■ **Texte à lire**
####################
Che Guevara et Fidel Castro sur nos NES européennes. Pour de vrai !

Guerrilla War

Guerrilla War

ゲバラ (Guevara)
 

 NES

Développeur:
SNK

Editeur:
SNK
Genre:
Action

Joueurs:
1-2P

Dates de sortie
26.12.1988 Japon
06.1989 USA
1989 Europe
sans Difficulté:

86%Graphismes
78%Animation
85%Son
94%Jouabilité
65%Durée de vie

87%87%
Trucs et astuces

2-P résurrection:

Si l'un des joueurs épuise ses vies avant l'autre, il est possible de le faire revenir immédiatement en appuyant sur A et B simultanément.

Stage select, difficulté:

A l'écran de sélection du nombre de joueurs, maintenez enfoncés A et B et appuyez sur Start. Un nouveau menu apparaîtra permettant de choisir le niveau de départ (à l'exception du dernier) et 3 niveaux de difficulté. La sélection s'effectue avec B et A.

"Después supimos que era cierto, que en una revolución se triunfa o se muere (si es verdadera)."

Lettre du Che à Fidel Castro


Ah ! Voici un test qui me tient particulièrement à coeur et que je souhaitais faire depuis longtemps. Pour en comprendre la raison, il faut se rappeler les années de l'implantation de la NES en France. Ceux qui ne les ont pas vécues pourront toujours essayer de les imaginer, mais ils ne seront pas à même de saisir le bouleversement et l'excitation que cette nouveauté surgie de nulle part produisit. Rien à voir avec les gadgets et les consoles d'aujourd'hui, attendus, disséqués et démystifiés sur Internet. Le rêve n'a plus cours au XXIème siècle, il est haché menu pour la cause de l'information.
####################
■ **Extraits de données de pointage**
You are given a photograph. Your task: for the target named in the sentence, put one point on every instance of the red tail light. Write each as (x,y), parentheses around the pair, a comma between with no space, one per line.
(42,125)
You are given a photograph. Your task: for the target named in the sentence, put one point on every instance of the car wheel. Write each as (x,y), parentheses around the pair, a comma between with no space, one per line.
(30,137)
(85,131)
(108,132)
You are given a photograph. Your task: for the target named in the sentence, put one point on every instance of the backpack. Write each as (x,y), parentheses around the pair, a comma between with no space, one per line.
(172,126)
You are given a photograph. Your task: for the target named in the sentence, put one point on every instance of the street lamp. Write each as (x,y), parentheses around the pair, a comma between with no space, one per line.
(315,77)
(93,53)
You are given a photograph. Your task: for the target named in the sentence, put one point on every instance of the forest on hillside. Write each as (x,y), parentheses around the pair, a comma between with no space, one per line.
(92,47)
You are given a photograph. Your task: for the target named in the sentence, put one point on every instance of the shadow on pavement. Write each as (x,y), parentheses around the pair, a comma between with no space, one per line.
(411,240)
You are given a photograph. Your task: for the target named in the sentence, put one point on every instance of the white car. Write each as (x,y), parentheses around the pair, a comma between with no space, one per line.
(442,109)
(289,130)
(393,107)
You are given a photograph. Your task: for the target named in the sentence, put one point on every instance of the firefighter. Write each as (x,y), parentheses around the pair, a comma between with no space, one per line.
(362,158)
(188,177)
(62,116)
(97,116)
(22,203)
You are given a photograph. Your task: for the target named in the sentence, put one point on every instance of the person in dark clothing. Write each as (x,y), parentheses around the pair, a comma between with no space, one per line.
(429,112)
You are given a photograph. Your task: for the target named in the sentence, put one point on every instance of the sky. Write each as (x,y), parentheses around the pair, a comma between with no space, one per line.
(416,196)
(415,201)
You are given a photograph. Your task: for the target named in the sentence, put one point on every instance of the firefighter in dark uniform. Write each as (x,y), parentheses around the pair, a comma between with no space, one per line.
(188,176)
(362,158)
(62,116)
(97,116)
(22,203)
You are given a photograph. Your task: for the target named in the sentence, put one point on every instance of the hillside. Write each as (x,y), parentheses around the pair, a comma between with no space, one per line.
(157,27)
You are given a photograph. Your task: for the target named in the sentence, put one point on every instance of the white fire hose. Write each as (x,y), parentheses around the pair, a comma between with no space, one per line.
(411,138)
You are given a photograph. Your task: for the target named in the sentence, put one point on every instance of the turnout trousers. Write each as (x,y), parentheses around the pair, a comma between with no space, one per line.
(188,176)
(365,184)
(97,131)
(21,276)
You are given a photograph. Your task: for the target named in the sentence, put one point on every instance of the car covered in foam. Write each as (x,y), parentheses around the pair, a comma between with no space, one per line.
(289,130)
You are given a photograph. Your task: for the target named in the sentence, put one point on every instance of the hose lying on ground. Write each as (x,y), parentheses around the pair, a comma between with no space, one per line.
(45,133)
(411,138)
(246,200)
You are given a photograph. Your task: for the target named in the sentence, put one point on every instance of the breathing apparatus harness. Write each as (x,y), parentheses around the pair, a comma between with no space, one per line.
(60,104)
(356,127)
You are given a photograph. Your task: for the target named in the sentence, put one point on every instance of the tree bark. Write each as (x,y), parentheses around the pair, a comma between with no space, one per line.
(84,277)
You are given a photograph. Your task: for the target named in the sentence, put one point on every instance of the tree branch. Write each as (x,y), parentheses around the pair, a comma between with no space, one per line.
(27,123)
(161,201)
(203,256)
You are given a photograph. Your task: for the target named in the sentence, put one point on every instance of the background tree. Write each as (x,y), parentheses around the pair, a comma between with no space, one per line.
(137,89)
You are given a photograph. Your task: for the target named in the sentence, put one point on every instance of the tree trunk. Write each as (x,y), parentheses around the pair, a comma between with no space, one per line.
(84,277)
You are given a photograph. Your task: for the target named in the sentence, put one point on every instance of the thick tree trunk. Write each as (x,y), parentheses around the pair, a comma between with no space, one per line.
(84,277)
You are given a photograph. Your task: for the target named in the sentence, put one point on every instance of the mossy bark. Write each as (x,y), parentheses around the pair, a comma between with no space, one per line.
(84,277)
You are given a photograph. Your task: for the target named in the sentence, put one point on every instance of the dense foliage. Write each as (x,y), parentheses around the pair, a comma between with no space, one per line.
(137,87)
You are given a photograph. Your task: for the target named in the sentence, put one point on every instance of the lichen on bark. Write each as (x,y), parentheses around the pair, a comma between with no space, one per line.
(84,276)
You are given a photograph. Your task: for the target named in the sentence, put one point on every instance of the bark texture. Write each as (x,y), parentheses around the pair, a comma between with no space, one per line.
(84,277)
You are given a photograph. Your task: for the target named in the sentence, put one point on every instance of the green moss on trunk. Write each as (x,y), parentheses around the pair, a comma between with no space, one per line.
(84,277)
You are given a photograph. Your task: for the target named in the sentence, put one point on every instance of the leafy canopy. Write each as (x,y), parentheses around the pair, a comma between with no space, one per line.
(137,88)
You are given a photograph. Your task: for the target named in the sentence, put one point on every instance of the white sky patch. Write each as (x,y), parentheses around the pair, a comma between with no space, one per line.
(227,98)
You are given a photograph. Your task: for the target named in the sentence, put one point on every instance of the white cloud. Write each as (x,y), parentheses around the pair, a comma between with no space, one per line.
####################
■ **Énoncé**
Pouvez-vous mettre à jour le passage du texte sur Guerrilla War qui va de « Ah ! Voici un » à « cause de l'information. » en y remplaçant « Internet » par « le Web », puis le réécrire en entier ?

■ **Corrigé détaillé**
Ah ! Voici un test qui me tient particulièrement à coeur et que je souhaitais faire depuis longtemps. Pour en comprendre la raison, il faut se rappeler les années de l'implantation de la NES en France. Ceux qui ne les ont pas vécues pourront toujours essayer de les imaginer, mais ils ne seront pas à même de saisir le bouleversement et l'excitation que cette nouveauté surgie de nulle part produisit. Rien à voir avec les gadgets et les consoles d'aujourd'hui, attendus, disséqués et démystifiés sur le Web. Le rêve n'a plus cours au XXIème siècle, il est haché menu pour la cause de l'information.